» **Text provided**
--- --- ---
The four cases analysed each provide a distinctive illustration of how immunisation and the opposition to it was culturally constructed and linked to an imagined Indian nation. The opposition to vaccination against smallpox in Billimoria's pamphlet was as imported as the practice of vaccination itself: even if vaccination harmed the national body, the pamphlet looked to Britain both for arguments and evidence. While Gandhi was in agreement with many of the arguments employed by anti-vaccinationists in Britain, his emergence as the leading representative of the Indian nation, and his general anti-modernist rhetoric meant that his reservations against immunisation were bound to be read as a culturally embedded rejection of a medical practice that was both immoral and unsuited to Indian conditions. With reference to Gandhi, Indians could display their ‘Indianness’ by rejecting immunisation, and later both Raman and Banerji did indeed invoke his name as they discarded externally designed immunisation programmes.
While independent India readily embraced immunisation and largely followed the stance taken by WHO and other international organisations, opposition continued to be articulated. BCG vaccination was countered by a complex set of arguments in the first decade after independence. In the present context the most salient feature was that mass vaccination with BCG was constructed as a betrayal of both Indians’ expectations to be offered public health interventions that matched those in the West, and of their newly won nationhood. The theme of betrayal also featured in the last of the cases analysed, this time of the principles of primary health care enshrined in the Alma-Ata declaration. Debabar Banerji saw the way in which immunisation was implemented as a manifestation of continued unequal neo-colonial relations of power. Moreover, he developed a historical narrative in which global immunisation programmes were opposed to a specifically ‘endogenous’, Indian way of approaching public health challenges.
--- --- ---
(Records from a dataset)

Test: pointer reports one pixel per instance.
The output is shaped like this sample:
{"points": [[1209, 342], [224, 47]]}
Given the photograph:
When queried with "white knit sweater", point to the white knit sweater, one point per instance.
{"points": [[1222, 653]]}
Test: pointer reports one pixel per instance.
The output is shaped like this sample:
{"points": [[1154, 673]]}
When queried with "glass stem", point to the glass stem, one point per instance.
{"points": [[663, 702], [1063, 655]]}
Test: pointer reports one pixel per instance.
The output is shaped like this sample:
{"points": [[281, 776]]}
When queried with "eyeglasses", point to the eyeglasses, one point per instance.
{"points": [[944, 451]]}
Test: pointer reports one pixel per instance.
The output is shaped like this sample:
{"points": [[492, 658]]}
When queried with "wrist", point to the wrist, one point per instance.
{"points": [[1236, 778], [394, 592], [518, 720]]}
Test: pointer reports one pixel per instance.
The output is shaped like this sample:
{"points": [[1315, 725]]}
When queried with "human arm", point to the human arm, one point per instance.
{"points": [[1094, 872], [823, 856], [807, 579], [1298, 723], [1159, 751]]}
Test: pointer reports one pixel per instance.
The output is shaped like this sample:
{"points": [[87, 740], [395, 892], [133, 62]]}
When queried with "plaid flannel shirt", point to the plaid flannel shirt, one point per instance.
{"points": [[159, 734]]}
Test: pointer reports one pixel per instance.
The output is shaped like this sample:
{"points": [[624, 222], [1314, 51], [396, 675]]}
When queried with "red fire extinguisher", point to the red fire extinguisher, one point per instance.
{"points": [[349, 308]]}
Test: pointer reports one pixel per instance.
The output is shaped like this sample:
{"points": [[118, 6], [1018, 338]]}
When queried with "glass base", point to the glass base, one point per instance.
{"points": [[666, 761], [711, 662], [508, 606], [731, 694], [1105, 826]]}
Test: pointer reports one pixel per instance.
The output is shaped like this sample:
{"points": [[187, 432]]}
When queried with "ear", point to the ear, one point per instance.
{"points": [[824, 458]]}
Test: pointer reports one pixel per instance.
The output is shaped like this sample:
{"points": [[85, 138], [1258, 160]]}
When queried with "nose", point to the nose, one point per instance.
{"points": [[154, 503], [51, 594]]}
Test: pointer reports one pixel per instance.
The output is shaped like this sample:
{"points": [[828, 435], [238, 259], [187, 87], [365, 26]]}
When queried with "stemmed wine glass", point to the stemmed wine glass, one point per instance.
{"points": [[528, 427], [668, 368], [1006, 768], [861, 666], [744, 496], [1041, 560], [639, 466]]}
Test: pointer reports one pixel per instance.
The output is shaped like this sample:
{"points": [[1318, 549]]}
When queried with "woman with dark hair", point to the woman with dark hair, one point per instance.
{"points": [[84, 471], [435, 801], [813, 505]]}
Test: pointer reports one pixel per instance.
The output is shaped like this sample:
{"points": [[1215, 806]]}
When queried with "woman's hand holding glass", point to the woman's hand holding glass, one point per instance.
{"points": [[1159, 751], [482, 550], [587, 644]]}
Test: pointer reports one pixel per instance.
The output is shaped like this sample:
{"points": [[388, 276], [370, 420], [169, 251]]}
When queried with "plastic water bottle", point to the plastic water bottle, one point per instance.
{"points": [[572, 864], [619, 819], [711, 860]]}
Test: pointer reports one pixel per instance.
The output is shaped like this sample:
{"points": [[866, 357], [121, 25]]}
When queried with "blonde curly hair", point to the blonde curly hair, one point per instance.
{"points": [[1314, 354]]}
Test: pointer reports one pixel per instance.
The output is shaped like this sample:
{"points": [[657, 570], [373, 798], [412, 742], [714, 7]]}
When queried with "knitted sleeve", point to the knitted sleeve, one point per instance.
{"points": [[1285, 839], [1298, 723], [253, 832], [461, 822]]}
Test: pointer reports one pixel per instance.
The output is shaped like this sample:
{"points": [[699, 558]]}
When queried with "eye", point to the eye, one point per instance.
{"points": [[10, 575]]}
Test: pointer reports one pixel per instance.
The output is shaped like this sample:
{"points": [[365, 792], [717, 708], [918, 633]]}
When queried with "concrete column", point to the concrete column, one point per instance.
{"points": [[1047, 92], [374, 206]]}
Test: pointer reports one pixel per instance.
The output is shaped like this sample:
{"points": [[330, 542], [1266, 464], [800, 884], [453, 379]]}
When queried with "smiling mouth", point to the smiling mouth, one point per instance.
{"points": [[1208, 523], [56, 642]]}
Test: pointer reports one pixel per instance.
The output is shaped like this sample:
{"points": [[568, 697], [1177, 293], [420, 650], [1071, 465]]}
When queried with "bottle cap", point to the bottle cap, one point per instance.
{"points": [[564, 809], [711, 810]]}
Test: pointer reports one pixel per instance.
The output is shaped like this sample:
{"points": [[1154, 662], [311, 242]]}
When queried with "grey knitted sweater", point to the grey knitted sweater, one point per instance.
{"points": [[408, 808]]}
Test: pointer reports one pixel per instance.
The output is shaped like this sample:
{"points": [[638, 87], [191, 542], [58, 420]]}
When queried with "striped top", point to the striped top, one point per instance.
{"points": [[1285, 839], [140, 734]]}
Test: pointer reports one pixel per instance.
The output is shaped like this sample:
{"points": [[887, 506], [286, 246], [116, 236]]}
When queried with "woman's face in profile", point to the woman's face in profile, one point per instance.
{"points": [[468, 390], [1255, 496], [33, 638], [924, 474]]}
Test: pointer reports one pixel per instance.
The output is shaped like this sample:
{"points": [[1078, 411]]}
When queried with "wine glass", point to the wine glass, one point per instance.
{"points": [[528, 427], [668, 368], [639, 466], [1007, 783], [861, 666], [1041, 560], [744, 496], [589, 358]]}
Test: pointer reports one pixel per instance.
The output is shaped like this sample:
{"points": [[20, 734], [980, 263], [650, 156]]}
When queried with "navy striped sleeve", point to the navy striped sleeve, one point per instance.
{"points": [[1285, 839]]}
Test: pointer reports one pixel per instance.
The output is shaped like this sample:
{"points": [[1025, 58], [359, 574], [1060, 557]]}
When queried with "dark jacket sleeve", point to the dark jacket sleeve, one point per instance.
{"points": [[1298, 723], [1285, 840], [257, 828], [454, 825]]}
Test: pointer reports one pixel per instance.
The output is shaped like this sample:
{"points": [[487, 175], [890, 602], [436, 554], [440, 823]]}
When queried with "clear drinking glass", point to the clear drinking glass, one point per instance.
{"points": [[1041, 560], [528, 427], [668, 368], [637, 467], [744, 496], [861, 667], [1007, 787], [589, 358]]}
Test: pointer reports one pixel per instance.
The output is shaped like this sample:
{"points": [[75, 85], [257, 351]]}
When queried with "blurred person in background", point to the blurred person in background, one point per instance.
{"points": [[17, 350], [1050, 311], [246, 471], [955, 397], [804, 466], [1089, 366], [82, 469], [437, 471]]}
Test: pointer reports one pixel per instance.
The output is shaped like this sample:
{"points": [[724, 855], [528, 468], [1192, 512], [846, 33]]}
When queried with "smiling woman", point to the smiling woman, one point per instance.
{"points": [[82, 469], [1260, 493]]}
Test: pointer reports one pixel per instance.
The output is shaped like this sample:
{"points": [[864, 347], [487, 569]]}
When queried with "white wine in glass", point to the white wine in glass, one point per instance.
--- --- ---
» **Study questions**
1 – Rewrite the paragraph of the passage on opposition to immunization in India that begins "While independent India readily embraced immunisation" as a short bulleted list, keeping its main facts.
2 – Which people does the passage on opposition to immunization in India name?
3 – Pick up the passage on opposition to immunization in India after its final sentence and continue it.
This material isn't needed for anything here.

» **Answers to the problems**
1 –
- Independent India largely embraced immunization and followed WHO and other international organizations, but opposition continued.
- In the first decade after independence, a complex set of arguments was raised against BCG vaccination.
- The most salient was that mass BCG vaccination betrayed both Indians' expectation of public health interventions matching those in the West and their newly won nationhood.
- Betrayal was also the theme of the last case analyzed, this time of the primary health care principles of the Alma-Ata declaration.
- Debabar Banerji saw the way immunization was implemented as a sign of continued unequal neo-colonial power relations.
- He also developed a historical narrative that set global immunization programs against a specifically "endogenous" Indian way of approaching public health challenges.

2 –
- Billimoria
- Gandhi
- Raman
- Debabar Banerji

3 –
From these examples it is clear that Paul Greenough was correct when he remarked that ‘encounters with government vaccinators are never about immunization alone’.97 Three of the cases analysed feature the notion of a distinctive ‘Indianness’ that made imported ways of conducting immunisation particularly problematic. This suggests that David Arnold's contention that vaccination in the nineteenth century was constructed as a site of conflict between malevolent British intent and something ‘Indian’ is also relevant for the twentieth century; not so much for the ordinary Indian, but for the Indian elite that was concerned with the formulation and preservation of a distinctive national identity. To the voices analysed in this chapter immunisation was not building the nation, but threatened to destroy it.
I am particularly grateful to Rajib Dasgupta for comments on a first draft of this chapter. The responsibility for any errors or misjudgements remains with me.